In how many lines of the listing does the word "white" appear? Reply with the number only.

EXTRACTED INFORMATION —
____________
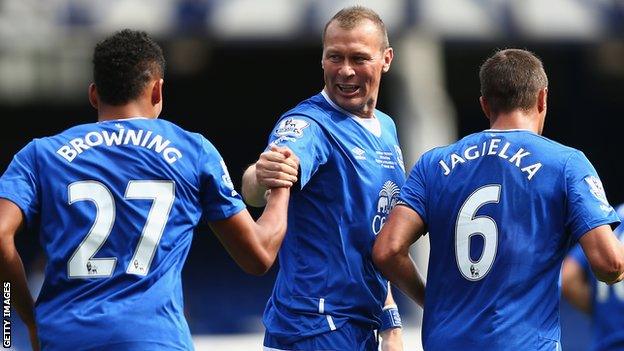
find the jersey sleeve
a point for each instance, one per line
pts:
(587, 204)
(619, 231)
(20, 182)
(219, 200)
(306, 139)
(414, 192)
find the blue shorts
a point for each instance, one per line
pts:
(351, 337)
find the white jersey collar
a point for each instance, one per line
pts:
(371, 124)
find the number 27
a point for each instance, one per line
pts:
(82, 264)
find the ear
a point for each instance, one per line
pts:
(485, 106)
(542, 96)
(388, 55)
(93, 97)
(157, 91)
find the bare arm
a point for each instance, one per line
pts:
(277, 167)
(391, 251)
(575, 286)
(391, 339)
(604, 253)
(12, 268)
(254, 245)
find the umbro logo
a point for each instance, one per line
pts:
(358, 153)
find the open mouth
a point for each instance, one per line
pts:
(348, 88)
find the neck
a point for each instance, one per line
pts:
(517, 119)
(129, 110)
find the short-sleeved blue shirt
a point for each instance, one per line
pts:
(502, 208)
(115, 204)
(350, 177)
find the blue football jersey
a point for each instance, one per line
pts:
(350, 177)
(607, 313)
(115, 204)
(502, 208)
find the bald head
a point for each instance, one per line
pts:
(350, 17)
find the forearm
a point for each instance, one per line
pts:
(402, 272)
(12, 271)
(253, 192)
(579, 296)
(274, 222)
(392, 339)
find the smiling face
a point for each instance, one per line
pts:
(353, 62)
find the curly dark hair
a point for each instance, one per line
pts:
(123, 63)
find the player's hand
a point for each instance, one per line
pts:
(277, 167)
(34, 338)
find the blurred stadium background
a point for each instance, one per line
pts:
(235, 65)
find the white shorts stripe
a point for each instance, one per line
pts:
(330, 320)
____________
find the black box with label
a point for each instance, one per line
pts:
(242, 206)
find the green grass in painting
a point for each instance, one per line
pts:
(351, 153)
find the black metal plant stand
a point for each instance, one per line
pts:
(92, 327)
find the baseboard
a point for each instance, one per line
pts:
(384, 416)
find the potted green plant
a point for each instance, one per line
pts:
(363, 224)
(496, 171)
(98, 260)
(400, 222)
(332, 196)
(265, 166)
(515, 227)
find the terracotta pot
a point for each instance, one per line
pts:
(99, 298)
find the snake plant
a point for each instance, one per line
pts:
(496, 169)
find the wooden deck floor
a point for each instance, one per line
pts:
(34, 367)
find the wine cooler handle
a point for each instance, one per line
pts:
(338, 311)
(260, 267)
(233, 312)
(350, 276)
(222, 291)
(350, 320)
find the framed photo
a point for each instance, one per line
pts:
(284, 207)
____________
RESPONSE TO THE EXERCISE — 2